Reading text:
Consider a monopolist with cost function \(c(q) = 2 q\). Suppose that market demand is given by \(d(p) = 100 - 2p\). Calculate the monopolist's price, quantity, and profit. In addition, calculate the deadweight loss.

The monopolist solves \[ \max_{p}\left\{ p d(p) - c\left(d(p)\right) \right\}. \] The first order condition of the problem is \[ d(p) + p d'(p) - c'\left(d(p)\right) d'(p) = 0. \] Substituting the exercise's functional forms and calculating gives \(p_{m} = 26\). Substituting back to demand gives \(q_{m} = d(26) = 48\). The monopolist achieves profit \[ \pi(26) = 2 d(26) - c\left(d(26)\right) = 26 \cdot 48 - 2 \cdot 48 = 1152. \] When demand is affine, the deadweight loss can be calculated using a geometric argument and the formula for the area of a triangle. For this, we need the perfect competition price and quantity. The perfect competition price is given by \(p_{c} = 2\) (why?) and, the perfect competition quantity is \(q_{c} = 96\). One then calculates \[ D\left(q_{c}, q_{m}\right) = \frac{1}{2} \left(q_{c} - q_{m}\right) \left(p_{m} - p_{c}\right) = \frac{1}{2} (96 - 48)(26 - 2) = 576 \]

Consider a monopolist with cost function \(c(q) = q^{2}\). Suppose that market demand is given by \(d(p) = 100 / p\). Calculate the quantity that the monopolist would like to produce.

Task objective: From the monopoly exercises above, extract the part that opens with the words containing "Consider a monopolist with cost function \(c(q) = 2" and closes with "the deadweight loss.", copying it word for word.

Data section:
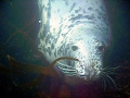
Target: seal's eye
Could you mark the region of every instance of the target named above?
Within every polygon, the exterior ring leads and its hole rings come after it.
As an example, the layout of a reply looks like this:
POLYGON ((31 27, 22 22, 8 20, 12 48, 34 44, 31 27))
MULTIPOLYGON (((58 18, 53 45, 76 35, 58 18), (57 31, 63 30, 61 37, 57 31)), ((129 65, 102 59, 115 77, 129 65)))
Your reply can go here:
POLYGON ((73 46, 73 47, 72 47, 72 50, 73 50, 73 51, 76 51, 77 49, 78 49, 77 46, 73 46))
POLYGON ((100 46, 100 47, 99 47, 99 50, 100 50, 100 51, 104 51, 104 50, 105 50, 104 46, 100 46))

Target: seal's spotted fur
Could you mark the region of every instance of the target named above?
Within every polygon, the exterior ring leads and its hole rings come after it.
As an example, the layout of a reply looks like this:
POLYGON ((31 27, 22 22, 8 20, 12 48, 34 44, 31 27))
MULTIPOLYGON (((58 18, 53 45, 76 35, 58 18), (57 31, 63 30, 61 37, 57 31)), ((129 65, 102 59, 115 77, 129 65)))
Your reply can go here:
POLYGON ((39 0, 41 26, 39 50, 49 62, 60 57, 58 69, 67 75, 99 77, 110 28, 103 0, 39 0), (73 73, 75 72, 75 73, 73 73))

Problem solution:
Consider a monopolist with cost function \(c(q) = 2 q\). Suppose that market demand is given by \(d(p) = 100 - 2p\). Calculate the monopolist's price, quantity, and profit. In addition, calculate the deadweight loss.